Copy every line from the records below that carries the word "steel".

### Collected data
┌──

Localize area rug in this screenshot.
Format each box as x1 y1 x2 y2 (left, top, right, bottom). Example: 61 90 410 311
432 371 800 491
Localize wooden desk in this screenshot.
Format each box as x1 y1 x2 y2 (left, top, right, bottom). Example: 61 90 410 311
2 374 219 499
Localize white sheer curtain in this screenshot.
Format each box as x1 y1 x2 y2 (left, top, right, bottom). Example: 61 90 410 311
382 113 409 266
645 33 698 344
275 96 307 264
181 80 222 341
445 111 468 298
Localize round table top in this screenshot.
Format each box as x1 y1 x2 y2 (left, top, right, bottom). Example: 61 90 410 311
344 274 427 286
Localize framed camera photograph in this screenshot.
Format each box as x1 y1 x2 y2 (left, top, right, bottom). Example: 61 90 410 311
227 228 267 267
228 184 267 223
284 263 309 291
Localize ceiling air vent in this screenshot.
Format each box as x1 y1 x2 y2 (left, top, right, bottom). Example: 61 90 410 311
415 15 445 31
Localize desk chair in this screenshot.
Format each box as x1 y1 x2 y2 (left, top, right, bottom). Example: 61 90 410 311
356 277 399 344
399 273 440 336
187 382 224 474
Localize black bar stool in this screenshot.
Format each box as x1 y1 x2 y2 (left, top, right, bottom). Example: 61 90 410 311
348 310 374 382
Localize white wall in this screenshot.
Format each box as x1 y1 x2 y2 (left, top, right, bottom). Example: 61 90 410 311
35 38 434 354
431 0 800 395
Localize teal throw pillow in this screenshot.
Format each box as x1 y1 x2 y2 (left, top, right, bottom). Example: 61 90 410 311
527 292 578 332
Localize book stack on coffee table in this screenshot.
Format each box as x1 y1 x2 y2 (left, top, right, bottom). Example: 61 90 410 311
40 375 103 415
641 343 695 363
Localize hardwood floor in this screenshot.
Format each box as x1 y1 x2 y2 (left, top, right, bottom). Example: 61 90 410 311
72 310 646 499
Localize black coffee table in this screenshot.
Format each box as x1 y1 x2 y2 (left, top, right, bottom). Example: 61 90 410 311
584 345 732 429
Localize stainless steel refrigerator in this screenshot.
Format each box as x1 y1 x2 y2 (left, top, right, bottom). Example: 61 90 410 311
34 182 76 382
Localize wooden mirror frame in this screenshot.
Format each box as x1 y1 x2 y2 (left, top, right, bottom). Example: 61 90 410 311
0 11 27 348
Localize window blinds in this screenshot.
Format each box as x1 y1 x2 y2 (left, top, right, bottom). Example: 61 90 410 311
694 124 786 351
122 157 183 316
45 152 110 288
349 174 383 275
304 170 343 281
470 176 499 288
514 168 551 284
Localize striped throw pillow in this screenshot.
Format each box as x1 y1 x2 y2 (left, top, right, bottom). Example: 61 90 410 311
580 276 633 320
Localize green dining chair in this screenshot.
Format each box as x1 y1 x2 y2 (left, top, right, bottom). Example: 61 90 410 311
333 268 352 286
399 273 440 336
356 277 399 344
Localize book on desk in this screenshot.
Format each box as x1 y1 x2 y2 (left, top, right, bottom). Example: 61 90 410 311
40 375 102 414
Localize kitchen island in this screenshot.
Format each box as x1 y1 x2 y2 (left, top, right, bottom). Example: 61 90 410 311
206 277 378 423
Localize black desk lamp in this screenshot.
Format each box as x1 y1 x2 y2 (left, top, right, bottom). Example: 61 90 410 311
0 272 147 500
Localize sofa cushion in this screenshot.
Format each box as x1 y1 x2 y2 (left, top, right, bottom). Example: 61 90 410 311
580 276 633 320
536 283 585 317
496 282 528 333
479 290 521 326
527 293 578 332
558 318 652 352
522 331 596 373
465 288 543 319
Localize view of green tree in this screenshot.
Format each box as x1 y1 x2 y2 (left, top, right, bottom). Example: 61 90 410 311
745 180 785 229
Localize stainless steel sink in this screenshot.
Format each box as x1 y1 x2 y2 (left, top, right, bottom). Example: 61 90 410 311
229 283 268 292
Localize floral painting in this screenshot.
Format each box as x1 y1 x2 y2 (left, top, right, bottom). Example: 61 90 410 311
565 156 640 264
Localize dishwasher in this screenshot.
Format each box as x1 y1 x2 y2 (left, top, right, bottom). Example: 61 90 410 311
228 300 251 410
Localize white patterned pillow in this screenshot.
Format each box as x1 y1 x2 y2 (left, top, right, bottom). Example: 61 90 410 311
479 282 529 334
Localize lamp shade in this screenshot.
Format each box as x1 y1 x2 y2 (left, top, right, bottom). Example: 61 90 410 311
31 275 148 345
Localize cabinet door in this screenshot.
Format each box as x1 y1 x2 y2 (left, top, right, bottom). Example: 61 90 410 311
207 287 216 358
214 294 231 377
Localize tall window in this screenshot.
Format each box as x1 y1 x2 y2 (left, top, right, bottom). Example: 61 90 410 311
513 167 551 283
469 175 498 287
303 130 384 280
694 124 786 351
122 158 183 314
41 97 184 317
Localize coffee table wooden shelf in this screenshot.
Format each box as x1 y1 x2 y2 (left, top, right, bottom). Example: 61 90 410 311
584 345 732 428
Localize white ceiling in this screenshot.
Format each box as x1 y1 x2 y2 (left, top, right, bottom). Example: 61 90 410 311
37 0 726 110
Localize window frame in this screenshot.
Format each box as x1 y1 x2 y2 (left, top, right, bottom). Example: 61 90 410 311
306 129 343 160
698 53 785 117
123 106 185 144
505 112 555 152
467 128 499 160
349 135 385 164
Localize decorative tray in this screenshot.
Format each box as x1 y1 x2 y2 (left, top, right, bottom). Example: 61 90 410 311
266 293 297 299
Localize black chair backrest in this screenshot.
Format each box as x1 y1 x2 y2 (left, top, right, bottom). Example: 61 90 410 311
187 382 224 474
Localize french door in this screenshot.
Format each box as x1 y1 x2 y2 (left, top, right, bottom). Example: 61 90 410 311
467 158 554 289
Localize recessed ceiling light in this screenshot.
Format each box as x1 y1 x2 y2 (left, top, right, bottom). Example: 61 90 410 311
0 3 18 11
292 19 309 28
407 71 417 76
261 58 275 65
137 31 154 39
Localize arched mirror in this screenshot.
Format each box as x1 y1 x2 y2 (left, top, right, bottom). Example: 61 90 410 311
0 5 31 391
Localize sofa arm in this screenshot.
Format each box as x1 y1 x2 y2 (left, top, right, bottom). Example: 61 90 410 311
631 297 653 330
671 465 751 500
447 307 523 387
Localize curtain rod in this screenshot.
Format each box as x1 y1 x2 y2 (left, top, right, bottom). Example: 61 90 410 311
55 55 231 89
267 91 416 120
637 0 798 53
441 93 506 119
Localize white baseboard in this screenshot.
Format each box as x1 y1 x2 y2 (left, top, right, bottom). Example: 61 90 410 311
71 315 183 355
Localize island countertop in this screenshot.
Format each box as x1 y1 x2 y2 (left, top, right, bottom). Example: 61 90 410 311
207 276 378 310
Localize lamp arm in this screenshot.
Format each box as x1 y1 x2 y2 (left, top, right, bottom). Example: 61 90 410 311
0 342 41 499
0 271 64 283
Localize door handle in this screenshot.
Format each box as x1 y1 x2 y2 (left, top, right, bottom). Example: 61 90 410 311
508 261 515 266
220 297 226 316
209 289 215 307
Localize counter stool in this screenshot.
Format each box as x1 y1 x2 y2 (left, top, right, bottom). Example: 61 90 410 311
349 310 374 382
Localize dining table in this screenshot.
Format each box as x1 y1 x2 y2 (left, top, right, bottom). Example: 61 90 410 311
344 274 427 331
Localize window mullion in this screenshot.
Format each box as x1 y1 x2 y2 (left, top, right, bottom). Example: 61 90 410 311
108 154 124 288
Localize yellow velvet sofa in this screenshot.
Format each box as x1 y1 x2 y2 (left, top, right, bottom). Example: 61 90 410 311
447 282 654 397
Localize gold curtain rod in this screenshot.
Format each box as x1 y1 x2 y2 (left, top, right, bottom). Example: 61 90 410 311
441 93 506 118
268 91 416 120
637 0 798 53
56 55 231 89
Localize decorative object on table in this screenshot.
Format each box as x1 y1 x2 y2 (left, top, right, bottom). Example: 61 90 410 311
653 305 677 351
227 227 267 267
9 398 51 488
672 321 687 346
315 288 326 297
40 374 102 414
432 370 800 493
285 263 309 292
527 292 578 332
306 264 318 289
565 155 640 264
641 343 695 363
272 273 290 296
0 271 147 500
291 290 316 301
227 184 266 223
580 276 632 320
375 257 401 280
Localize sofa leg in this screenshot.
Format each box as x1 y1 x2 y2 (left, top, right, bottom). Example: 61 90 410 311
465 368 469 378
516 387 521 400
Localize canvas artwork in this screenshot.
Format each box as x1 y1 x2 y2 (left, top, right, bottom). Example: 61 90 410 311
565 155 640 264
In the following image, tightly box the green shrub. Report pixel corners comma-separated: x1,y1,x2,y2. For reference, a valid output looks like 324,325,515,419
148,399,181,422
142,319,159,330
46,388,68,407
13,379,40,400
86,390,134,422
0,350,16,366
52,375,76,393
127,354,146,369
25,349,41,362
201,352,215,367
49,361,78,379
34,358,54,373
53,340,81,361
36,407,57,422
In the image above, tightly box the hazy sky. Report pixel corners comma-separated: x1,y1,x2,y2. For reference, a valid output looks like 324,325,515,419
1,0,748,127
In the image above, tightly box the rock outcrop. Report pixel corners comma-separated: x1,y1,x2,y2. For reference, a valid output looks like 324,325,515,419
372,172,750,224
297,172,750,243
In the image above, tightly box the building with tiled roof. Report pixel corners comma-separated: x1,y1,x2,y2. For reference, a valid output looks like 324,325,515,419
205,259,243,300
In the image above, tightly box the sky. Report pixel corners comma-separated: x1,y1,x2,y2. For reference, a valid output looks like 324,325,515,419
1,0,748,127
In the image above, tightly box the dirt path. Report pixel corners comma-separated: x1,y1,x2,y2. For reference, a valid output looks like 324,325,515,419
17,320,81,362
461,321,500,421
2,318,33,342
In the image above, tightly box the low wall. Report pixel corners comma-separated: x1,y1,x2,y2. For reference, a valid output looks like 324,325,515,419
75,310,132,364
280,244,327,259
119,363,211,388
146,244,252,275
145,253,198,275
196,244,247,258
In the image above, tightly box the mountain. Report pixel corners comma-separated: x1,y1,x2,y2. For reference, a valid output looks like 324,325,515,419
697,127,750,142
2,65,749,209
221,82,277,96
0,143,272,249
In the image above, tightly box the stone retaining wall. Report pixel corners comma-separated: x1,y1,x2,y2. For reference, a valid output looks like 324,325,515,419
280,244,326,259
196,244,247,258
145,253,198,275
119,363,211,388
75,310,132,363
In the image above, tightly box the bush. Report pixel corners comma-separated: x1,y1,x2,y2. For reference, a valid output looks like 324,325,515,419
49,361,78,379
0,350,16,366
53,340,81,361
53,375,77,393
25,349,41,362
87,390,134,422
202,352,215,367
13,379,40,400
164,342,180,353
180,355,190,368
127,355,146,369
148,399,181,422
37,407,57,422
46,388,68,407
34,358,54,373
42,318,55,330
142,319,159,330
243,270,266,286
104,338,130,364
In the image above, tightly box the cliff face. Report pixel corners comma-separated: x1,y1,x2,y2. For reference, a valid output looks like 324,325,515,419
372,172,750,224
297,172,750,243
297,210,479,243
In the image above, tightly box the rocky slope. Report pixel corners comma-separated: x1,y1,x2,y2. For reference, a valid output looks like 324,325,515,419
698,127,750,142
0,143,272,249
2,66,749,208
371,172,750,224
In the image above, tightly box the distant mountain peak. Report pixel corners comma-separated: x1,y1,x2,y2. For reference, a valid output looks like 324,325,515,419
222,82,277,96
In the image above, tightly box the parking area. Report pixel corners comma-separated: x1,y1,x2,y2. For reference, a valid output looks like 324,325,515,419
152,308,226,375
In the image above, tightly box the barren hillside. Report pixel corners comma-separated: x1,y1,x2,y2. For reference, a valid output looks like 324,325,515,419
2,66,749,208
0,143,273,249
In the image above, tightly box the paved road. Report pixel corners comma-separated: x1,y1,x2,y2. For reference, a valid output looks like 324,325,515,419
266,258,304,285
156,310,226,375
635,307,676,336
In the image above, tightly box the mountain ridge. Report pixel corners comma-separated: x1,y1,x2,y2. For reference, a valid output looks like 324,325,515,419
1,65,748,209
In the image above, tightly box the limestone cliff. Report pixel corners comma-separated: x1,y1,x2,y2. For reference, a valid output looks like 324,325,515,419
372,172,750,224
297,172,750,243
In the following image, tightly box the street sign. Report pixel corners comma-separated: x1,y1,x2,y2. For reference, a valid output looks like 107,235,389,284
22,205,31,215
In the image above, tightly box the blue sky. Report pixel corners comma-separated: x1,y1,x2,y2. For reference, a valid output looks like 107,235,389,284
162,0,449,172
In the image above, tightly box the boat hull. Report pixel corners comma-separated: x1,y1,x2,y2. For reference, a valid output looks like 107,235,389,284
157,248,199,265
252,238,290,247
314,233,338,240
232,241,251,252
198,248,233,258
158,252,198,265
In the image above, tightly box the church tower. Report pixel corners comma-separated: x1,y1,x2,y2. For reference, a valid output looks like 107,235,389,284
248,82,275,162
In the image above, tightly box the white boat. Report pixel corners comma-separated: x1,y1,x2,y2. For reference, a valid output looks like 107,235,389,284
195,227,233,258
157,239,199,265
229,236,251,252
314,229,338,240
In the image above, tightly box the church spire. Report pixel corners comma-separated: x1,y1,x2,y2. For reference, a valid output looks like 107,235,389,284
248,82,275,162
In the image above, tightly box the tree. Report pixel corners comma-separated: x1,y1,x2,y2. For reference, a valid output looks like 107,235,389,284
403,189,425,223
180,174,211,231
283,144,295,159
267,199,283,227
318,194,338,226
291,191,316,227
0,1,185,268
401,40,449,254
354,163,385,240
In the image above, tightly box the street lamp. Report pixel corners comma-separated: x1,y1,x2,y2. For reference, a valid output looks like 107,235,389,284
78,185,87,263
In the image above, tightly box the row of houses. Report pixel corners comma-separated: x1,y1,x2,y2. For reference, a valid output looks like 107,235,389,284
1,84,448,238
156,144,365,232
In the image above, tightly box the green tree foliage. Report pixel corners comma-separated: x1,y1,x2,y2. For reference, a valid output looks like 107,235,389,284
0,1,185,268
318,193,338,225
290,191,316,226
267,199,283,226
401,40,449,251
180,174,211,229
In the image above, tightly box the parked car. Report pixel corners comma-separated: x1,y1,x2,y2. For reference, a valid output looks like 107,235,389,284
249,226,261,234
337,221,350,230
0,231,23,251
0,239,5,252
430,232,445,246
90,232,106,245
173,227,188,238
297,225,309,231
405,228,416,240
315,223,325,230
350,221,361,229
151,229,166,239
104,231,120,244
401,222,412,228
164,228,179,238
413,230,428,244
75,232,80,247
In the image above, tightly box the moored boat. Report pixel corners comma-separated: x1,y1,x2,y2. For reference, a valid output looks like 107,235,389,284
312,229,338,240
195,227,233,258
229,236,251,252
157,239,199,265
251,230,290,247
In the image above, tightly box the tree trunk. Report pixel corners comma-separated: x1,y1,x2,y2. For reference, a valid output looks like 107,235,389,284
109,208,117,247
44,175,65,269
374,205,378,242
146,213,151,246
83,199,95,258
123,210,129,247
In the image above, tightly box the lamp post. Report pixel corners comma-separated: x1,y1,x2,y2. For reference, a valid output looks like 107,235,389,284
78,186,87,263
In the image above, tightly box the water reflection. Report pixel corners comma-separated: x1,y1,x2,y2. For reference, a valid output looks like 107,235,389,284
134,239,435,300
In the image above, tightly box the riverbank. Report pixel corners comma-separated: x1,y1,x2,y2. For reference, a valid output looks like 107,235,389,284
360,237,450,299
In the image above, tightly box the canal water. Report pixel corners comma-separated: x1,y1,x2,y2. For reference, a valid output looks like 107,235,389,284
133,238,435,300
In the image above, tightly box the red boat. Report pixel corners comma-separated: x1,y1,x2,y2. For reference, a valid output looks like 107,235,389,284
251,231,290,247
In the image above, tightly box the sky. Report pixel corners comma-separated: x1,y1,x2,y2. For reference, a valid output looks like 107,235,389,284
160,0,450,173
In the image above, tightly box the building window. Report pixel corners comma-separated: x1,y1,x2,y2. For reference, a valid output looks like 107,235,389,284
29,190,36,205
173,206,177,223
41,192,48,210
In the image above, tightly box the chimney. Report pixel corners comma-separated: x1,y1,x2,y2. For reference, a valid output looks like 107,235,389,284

└──

### Output below
Localize stainless steel refrigerator in this screenshot.
Localize stainless steel sink in this screenshot.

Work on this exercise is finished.